(Dataset items)
==================================================

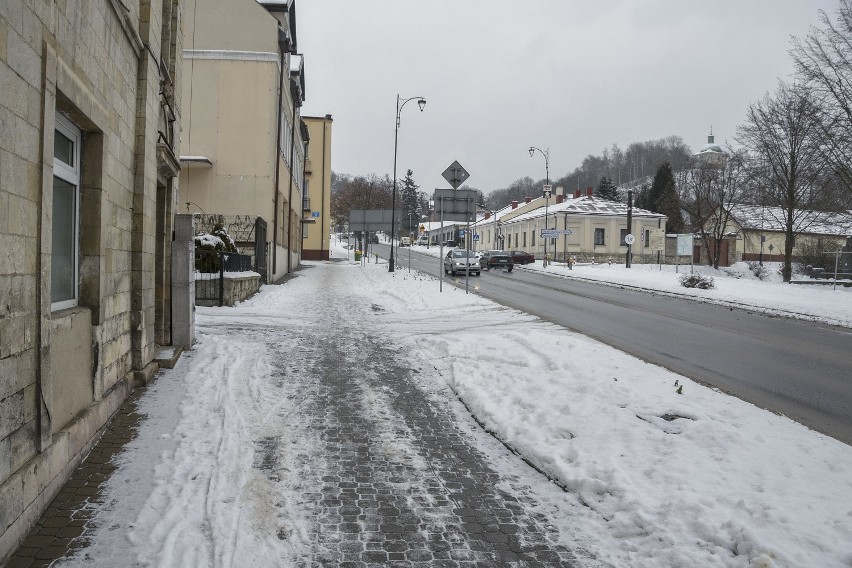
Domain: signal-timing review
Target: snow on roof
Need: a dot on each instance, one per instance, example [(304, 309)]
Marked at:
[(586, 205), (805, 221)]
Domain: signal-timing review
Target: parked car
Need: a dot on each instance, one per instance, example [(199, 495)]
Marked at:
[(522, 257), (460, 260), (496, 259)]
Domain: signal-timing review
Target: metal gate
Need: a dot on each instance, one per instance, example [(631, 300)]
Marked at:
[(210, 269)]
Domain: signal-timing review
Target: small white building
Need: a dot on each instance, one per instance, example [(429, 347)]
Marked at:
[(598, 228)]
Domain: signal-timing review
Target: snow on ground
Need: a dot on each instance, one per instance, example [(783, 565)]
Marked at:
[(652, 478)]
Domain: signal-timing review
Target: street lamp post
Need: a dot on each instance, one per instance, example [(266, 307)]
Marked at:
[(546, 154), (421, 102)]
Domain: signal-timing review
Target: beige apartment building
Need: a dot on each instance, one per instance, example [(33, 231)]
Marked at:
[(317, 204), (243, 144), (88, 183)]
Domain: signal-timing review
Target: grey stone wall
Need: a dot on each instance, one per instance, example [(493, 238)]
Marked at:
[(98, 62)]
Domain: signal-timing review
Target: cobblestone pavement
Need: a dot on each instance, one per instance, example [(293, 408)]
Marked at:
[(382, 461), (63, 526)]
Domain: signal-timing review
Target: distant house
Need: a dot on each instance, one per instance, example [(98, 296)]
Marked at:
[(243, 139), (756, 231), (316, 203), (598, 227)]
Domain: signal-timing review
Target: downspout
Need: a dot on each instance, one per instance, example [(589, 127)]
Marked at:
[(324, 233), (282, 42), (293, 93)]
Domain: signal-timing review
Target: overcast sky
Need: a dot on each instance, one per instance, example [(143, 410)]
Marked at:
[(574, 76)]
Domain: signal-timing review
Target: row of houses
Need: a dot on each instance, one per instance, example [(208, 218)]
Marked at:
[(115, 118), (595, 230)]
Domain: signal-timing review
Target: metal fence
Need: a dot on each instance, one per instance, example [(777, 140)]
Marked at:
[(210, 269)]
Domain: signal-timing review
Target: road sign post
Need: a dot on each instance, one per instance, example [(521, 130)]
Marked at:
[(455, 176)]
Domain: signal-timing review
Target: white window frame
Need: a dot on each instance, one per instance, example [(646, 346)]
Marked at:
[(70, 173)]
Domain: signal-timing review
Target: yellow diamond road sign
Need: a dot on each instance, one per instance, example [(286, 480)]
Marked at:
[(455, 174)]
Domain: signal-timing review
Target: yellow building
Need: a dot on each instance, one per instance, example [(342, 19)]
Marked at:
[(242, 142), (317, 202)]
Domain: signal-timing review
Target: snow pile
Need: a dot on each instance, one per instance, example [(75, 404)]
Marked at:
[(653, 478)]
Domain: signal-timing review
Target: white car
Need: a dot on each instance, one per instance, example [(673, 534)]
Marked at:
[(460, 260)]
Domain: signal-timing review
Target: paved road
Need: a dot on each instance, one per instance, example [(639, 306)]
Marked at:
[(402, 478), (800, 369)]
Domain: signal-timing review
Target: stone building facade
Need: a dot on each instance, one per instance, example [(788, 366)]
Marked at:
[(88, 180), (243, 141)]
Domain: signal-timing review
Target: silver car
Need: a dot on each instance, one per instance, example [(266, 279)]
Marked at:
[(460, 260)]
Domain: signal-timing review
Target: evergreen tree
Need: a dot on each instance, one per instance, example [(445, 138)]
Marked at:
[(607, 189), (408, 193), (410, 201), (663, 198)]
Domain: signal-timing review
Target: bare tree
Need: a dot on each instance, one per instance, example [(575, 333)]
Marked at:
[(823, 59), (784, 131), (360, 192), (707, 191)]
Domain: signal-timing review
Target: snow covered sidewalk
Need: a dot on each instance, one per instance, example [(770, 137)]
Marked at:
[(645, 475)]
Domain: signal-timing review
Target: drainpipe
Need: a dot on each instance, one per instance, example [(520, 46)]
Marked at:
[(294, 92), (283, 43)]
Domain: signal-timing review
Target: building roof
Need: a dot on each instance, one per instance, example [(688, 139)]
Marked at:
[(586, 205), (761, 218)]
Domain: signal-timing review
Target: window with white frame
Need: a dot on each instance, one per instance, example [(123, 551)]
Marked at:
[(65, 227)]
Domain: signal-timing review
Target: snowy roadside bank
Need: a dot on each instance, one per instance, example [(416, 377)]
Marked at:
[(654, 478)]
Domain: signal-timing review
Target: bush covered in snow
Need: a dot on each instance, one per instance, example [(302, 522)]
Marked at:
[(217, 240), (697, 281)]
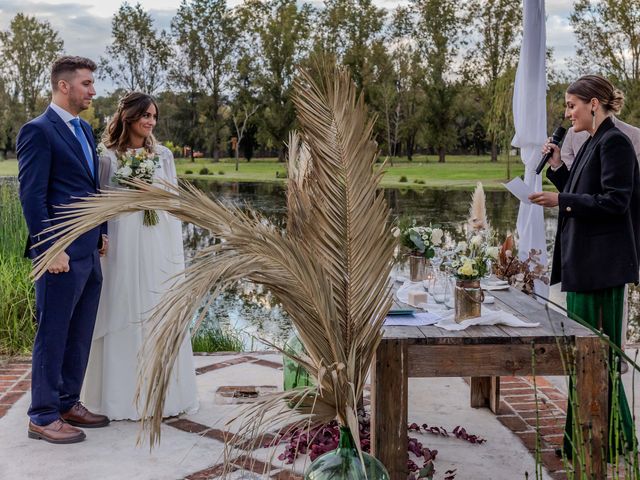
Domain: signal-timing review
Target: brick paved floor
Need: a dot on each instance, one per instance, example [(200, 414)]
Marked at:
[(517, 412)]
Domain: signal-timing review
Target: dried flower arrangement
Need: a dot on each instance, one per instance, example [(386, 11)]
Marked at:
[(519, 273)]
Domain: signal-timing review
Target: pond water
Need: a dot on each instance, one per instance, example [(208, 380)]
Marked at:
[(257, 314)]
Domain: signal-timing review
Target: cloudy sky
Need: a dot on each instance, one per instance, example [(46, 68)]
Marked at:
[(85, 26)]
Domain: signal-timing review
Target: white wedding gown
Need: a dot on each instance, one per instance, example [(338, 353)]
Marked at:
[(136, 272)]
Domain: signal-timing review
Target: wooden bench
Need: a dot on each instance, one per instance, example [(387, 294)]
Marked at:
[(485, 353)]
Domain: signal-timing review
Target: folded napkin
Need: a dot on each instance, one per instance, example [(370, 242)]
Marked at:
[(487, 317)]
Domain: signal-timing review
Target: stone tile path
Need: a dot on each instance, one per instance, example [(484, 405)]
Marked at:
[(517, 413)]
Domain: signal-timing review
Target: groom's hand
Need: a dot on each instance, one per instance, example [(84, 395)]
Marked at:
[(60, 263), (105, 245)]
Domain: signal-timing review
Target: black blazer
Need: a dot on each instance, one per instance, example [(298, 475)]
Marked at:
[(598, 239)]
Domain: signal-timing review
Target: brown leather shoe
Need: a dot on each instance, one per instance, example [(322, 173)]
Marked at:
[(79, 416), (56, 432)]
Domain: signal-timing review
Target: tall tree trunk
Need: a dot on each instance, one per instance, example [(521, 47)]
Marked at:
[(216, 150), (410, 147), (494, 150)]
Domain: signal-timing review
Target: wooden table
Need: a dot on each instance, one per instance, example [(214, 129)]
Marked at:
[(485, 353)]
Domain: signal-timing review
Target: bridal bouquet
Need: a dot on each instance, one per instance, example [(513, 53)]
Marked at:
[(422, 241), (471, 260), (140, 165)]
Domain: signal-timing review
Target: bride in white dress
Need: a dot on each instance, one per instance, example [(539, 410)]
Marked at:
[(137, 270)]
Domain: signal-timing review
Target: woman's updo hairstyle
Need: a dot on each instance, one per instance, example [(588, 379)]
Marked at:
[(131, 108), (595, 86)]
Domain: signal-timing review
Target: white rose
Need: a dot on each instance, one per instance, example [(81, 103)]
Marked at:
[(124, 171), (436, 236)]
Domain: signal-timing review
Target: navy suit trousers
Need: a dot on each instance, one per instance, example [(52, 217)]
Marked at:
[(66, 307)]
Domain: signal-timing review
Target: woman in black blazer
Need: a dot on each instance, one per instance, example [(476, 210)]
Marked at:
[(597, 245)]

==================================================

Of the entries listed above, reproduce only the lines starting at the line containing "Target: stone tile path" and ending at the line containing "example [(322, 173)]". Include both, exactly as they stand.

Target: stone tile path
Need: a dot on each instance, one per instance, example [(484, 405)]
Marked at:
[(517, 413)]
Domain: signal-timing review
Target: groom's hand
Need: a dot on each instance, one per instance, example [(84, 395)]
Marked at:
[(60, 263), (105, 245)]
Domain: signal-timing review
Target: black blazer
Need: a dot on each instance, one per instance, example [(298, 475)]
Marked at:
[(598, 239)]
Domain: signal-timing review
Target: brown leather shoe
Need: a dot on each instance, one per instance, example [(322, 173)]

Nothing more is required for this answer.